GIVEN TEXT ▸
“Despite the immense efforts to raise sufficient funds in 2020 to maintain UNRWA’s critical services to 5.7 million Palestinian refugees across the Middle East, as of yesterday November 9, UNRWA has run out of money”, Ms. Alrifai said.
1/4 I am pained to announce that despite all efforts to raise the resources for @UNRWA 2020, I informed our 28,000 staff that we do not have enough funds to pay their salaries in full this monthhttps://t.co/yxHSp0CkMy
— Philippe Lazzarini (@UNLazzarini) November 9, 2020
“If we do not have additional funding by the end of this month, November, then we will have to enact really disheartening measures that will affect the salaries of our frontline 28,000 UNRWA staff, in the middle of a global health emergency.”
The number of refugees who have contracted COVID-19 has jumped from fewer than 200 in July to nearly 17,000 as of this week, she said. The situation partly reflected the situation in the countries the refugees were in, and numbers had risen across the region.
Slowing the spread
UNRWA had put measures in place to slow the spread of the virus, including giving medical consultations by phone, delivering humanitarian assistance to avoid overcrowding at distribution centres, and blending school with remote learning. But respect for lockdown measures had increasingly given way to pressure on people to leave home in search of a daily wage.
“This in turn has of course invited the virus into the refugee communities”, Ms. Alrifai said.
UNRWA was established following the 1948 Arab-Israeli conflict, and has operations in Gaza and the West Bank, but also in Lebanon, Jordan and Syria, funded almost entirely by contributions from UN Member States.
The agency usually needs $50 million per month to cover staff salaries for services to 5.7 million in need, and now requires $30 million in the next two weeks to ensure it can continue to pay staff salaries, otherwise it will have to pay partial wages and defer the rest until it had enough funds, Ms. Alrifai said.
She added that UNRWA, which plays an important part in stabilising the region, would be devastated if it could not continue running health centres and schools for more than 500,000 children, but this year it had not received sufficient funds from donors, despite overwhelming political support at the UN General Assembly.

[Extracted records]
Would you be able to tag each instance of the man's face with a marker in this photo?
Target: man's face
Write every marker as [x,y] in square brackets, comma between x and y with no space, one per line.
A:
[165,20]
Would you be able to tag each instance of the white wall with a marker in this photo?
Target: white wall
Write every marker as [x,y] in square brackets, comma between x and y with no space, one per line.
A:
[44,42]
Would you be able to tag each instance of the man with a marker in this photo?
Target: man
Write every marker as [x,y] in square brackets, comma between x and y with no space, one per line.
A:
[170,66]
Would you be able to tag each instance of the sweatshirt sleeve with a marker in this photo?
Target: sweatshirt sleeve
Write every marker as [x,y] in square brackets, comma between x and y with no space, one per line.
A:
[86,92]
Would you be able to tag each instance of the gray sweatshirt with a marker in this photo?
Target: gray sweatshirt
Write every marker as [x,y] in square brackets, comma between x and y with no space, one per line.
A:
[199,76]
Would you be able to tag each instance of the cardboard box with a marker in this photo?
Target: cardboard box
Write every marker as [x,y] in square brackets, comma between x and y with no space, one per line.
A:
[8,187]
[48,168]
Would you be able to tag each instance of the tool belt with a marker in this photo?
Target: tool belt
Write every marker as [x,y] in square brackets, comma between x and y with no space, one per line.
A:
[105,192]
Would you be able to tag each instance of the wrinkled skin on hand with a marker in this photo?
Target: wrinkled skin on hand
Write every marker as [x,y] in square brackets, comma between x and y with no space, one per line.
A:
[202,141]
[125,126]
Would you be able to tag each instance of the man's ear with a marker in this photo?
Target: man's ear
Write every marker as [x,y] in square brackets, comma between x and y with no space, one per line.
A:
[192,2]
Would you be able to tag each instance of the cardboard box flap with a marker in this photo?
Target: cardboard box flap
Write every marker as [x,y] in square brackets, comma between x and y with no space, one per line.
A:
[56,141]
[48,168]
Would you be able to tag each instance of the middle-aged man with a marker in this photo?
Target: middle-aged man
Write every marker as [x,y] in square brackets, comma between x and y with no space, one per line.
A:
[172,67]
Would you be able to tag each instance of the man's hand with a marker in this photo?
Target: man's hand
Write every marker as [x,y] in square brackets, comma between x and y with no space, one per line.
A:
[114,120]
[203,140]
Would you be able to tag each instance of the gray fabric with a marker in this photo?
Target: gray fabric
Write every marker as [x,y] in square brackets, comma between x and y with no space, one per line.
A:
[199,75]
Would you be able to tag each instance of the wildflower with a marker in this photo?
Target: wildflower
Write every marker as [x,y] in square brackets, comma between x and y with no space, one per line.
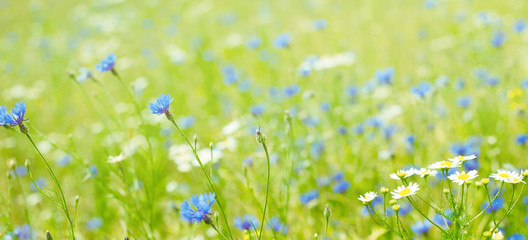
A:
[197,208]
[421,90]
[463,177]
[405,191]
[445,164]
[107,64]
[161,104]
[15,118]
[309,196]
[368,197]
[502,175]
[277,226]
[403,174]
[341,186]
[424,172]
[248,222]
[282,41]
[116,159]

YOUR TASKS ▸
a – Copy out the passage of the UNRWA funding article starting at "Slowing the spread" and ending at "a daily wage.".
b – According to the UNRWA funding article, how much money does the agency need in the next two weeks to keep paying staff salaries?
c – Resume the UNRWA funding article after its final sentence and write what follows.

ANSWERS BY ITEM ▸
a –
Slowing the spread
UNRWA had put measures in place to slow the spread of the virus, including giving medical consultations by phone, delivering humanitarian assistance to avoid overcrowding at distribution centres, and blending school with remote learning. But respect for lockdown measures had increasingly given way to pressure on people to leave home in search of a daily wage.

b – $30 million.

c –
“So, at the centre of our crisis is a mismatch between the political support we get from UN member states and the financial contributions.”
Tribute paid to veteran Palestinian negotiator
Tributes have been paid to the veteran Palestinian official and chief negotiator in search of a peaceful resolution to the Israeli-Palestinian conflict, Saeb Erekat.
He died at a hospital in Jerusalem on Tuesday, after being admitted in mid-October, due to complications related to COVID-19.
The Palestinian Authority has declared a three-day period of mourning, with flags to be flow at half-staff, according to news reports.
UN chief António Guterres, said he was “deeply saddened”, by his passing.
“I am grateful to have known Dr. Erekat and to have called him my friend. He was dedicated to the peaceful pursuit of justice, dignity and the legitimate rights of Palestinians to self-determination, sovereignty and statehood.
“Now is the time to continue his crucial work and end the conflict that has tragically affected the lives of so many”, the statement continued. “I reiterate my own and the United Nations commitment to support all efforts to bring the parties together to achieve a long-awaited, just and sustainable two-State solution, with Israel and Palestine, living side by side in peace and security.”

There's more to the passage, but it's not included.